## Task to complete
The line containing "Target: tree branch" opens the span to copy, and the last line of the records below closes it. Write out that span exactly.

Data excerpts:
******

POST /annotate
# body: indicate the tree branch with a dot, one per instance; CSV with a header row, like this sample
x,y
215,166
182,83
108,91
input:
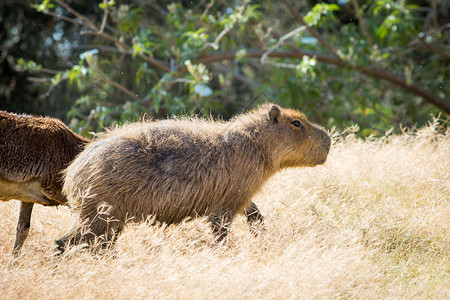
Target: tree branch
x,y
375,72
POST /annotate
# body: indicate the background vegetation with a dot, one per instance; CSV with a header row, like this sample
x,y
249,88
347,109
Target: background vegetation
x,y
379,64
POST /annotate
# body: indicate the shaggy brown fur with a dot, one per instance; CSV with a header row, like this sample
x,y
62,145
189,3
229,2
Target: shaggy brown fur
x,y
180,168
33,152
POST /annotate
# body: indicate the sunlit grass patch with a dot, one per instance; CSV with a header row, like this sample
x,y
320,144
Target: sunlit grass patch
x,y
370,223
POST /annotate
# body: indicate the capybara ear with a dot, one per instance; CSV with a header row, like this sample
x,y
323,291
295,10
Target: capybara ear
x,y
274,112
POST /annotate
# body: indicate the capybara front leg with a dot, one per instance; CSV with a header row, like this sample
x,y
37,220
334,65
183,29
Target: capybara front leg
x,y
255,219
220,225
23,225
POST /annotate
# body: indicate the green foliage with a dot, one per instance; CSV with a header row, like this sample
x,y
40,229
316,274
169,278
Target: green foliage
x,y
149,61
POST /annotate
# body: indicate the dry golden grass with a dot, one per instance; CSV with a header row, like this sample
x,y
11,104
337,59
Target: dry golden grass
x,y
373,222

******

## Exercise result
Target: tree branch
x,y
375,72
POST /annotate
# body: indicate the background vegetation with a dot, one per instance; CSV with a header row, like this sample
x,y
249,88
347,109
Target: background vegetation
x,y
379,64
POST /annotate
# body: indicate the shaggy brown fur with a dot, one per instance; CSV with a header row, like this sample
x,y
62,145
189,3
229,2
Target: shaggy brown fur
x,y
180,168
33,152
POST /annotate
# body: indicate the sunlit grass patch with a dot, one per instance; CSV with a header row, like this sample
x,y
320,144
Target: sunlit grass patch
x,y
370,223
POST /annotate
# body: indicate the capybara ear with a dot, one per instance; CSV with a header row, like this sample
x,y
323,291
295,10
Target: capybara ear
x,y
274,112
POST /annotate
# body: indicate the capybara front leg with a dot, one per instance; CSV with a header row, like this sample
x,y
37,220
334,65
183,29
Target: capybara front leg
x,y
255,219
220,225
23,225
POST /annotate
# body: indicate the green foliage with a dot, one per instance; CSV with a header row, like this sample
x,y
40,229
316,274
169,278
Target: green foliage
x,y
149,61
POST /annotate
# body: indicate the dry golden grass with a dot, one per instance; CSV with a header row, like this sample
x,y
11,104
337,59
Target: dry golden grass
x,y
373,222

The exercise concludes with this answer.